[Brief] Copy out, word for word, the part of the records below that opens with the line containing "## Example: detecting yellow flower center" and closes with the line containing "23;565;112;595", both of those lines included, and nothing else.

[Input records]
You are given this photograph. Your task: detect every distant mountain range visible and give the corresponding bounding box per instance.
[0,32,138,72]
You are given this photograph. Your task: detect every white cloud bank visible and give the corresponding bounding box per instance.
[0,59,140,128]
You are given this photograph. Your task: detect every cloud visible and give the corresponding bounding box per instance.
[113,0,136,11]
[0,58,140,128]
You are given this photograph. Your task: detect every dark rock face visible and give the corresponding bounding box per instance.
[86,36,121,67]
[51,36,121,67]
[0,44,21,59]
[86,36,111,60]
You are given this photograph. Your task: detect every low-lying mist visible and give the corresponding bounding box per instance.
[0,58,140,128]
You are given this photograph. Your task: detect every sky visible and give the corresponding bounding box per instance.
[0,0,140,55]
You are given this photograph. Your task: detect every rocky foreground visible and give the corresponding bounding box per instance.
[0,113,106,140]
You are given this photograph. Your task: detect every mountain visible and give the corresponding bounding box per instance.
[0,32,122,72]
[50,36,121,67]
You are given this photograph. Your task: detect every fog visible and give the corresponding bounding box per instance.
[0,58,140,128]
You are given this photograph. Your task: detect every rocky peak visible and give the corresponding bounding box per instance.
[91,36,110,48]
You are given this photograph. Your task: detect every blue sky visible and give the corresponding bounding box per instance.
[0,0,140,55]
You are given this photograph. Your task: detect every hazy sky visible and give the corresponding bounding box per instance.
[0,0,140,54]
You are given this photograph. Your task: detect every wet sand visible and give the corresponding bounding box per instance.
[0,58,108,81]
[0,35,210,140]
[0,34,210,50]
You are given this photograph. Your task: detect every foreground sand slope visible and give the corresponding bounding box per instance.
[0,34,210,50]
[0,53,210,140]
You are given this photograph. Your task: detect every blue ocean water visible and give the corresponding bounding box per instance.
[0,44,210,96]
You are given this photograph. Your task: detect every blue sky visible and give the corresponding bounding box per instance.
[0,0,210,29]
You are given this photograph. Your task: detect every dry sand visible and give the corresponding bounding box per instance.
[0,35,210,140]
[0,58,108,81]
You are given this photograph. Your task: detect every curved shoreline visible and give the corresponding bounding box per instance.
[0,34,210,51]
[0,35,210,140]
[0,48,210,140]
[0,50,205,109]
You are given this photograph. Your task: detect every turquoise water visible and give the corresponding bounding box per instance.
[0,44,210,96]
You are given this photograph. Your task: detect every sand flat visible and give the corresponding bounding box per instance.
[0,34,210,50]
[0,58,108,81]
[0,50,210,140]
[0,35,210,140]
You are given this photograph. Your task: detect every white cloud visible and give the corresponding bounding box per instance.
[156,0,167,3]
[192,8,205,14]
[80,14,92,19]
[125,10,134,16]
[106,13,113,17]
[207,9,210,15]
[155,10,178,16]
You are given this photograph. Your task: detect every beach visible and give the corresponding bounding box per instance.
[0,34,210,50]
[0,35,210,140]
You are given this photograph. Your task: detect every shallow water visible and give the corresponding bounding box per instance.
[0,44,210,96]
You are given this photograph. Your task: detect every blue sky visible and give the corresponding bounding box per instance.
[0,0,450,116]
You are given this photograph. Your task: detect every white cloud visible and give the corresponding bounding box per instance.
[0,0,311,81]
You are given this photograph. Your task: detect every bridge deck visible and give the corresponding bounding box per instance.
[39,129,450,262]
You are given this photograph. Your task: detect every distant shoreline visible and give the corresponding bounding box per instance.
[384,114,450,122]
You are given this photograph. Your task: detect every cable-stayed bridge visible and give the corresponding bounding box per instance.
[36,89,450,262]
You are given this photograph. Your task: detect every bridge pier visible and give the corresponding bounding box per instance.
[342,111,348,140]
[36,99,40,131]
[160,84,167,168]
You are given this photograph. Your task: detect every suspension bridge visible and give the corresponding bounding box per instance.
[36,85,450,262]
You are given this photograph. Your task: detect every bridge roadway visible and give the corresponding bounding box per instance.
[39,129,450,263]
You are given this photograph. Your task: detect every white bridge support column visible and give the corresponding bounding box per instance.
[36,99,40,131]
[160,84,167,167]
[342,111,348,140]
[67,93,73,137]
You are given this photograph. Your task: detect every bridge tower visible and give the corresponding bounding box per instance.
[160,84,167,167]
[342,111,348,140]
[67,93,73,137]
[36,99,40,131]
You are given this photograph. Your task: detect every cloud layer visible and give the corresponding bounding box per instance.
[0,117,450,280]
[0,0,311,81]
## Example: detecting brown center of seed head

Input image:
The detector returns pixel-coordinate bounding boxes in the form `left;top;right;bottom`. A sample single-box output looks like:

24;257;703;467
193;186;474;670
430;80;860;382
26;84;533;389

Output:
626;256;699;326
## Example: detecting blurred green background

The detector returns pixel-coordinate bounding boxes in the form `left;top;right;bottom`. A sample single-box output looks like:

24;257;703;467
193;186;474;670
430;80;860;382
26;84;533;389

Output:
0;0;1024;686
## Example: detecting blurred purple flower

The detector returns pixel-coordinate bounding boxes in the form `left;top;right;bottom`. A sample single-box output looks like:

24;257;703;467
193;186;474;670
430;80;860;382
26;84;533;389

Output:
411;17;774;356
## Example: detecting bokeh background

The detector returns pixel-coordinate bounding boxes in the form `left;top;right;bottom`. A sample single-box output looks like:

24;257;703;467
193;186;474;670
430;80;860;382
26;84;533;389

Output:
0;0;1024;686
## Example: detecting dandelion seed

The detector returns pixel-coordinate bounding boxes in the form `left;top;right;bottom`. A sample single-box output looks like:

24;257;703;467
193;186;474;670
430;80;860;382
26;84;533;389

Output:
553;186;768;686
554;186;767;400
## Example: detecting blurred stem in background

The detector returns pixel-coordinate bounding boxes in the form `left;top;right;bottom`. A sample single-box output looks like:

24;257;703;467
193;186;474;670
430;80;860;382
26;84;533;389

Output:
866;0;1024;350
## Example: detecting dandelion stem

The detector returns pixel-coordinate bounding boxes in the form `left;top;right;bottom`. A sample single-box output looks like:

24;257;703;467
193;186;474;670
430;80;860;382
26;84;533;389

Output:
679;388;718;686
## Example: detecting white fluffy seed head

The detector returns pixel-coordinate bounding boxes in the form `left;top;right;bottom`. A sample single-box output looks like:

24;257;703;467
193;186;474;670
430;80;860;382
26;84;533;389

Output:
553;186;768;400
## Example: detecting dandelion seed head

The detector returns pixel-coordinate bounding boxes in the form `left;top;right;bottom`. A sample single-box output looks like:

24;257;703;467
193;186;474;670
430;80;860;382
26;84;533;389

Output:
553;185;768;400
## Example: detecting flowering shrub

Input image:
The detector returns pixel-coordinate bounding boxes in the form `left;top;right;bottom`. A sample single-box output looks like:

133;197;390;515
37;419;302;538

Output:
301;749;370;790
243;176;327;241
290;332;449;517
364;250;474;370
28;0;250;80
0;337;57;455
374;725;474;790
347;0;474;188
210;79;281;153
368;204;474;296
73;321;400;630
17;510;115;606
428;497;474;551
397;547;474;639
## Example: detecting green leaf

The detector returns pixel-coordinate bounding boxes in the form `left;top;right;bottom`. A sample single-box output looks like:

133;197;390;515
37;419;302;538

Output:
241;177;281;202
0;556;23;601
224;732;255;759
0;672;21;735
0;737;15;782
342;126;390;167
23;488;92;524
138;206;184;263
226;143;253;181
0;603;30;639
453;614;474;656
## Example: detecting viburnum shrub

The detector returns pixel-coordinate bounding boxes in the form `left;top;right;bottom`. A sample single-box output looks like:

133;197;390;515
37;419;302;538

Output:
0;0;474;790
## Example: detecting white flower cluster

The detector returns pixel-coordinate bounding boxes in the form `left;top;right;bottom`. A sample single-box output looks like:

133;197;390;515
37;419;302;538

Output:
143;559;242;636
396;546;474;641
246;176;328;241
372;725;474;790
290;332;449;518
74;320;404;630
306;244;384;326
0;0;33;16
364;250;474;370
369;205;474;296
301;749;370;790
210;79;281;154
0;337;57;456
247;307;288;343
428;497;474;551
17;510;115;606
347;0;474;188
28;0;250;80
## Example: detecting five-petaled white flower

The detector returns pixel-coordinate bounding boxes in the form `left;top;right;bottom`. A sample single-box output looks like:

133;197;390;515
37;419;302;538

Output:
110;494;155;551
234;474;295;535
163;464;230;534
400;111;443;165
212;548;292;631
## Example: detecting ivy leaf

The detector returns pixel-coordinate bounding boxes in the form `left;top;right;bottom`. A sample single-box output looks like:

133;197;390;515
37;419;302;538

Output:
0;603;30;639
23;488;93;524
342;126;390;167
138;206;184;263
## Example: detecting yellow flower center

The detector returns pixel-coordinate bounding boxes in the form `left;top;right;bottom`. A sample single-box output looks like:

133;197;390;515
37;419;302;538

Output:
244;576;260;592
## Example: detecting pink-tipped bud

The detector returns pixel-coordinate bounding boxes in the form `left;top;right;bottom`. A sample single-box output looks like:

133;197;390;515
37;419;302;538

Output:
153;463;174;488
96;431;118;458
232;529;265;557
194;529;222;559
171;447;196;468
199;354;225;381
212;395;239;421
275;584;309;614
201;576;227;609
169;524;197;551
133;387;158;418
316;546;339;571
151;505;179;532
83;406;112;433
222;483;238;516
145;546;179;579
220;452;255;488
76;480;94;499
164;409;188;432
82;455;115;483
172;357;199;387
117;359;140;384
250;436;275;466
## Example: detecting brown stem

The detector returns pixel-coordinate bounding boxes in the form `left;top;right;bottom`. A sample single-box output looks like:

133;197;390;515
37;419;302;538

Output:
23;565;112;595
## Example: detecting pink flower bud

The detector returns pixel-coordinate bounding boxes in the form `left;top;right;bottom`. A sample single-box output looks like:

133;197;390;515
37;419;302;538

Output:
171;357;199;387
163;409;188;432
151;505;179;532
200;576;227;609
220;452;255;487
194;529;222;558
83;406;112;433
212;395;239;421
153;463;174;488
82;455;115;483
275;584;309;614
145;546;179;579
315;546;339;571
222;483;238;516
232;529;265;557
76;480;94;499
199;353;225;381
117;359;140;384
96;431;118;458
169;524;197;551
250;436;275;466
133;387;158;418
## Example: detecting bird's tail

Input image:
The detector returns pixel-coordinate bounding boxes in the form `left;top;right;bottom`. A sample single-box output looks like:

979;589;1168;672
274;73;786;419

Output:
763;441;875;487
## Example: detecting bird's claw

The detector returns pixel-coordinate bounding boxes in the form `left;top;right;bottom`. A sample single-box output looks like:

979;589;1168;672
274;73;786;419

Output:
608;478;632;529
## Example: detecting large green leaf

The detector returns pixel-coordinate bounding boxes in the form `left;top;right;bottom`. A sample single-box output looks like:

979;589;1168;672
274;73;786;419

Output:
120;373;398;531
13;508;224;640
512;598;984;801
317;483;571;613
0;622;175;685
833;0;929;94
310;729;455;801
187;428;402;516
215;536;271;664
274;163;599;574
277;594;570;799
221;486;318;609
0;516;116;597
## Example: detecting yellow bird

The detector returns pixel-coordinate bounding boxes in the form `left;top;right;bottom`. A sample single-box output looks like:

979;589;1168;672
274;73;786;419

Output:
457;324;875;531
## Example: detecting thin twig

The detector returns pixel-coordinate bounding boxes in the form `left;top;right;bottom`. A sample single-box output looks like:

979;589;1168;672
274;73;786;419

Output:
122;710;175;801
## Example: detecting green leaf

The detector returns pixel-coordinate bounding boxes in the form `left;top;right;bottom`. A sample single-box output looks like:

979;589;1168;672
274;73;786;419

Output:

[Exercise result]
## Example: detecting yellow flower center

The detector returns pixel-coordinate bounding boxes in the form `left;top;right;bottom`. A sample single-box output looks like:

133;197;390;515
37;419;302;538

Output:
244;576;260;592
## Example: detecting pink-tipped bud

The detector returns pixel-coordinate bounding boxes in the form `left;top;right;bottom`. A sample single-box output looks like:

133;197;390;515
37;419;302;538

Output:
153;463;174;488
96;431;118;458
232;529;265;557
194;529;222;559
171;447;196;468
199;354;225;381
212;395;239;421
275;584;309;614
201;576;227;609
169;524;197;551
133;387;158;418
316;546;339;571
151;505;179;532
83;406;112;433
222;483;238;516
145;546;179;579
220;452;255;488
76;480;94;499
164;409;188;432
82;455;115;483
172;357;199;387
117;359;140;384
250;436;275;466
## Example: detecting brown stem

The detector returns pixel-coordinate bounding boxes in the form `left;top;right;bottom`. A sample single-box output looks like:

133;197;390;515
37;419;302;538

Output:
23;565;112;595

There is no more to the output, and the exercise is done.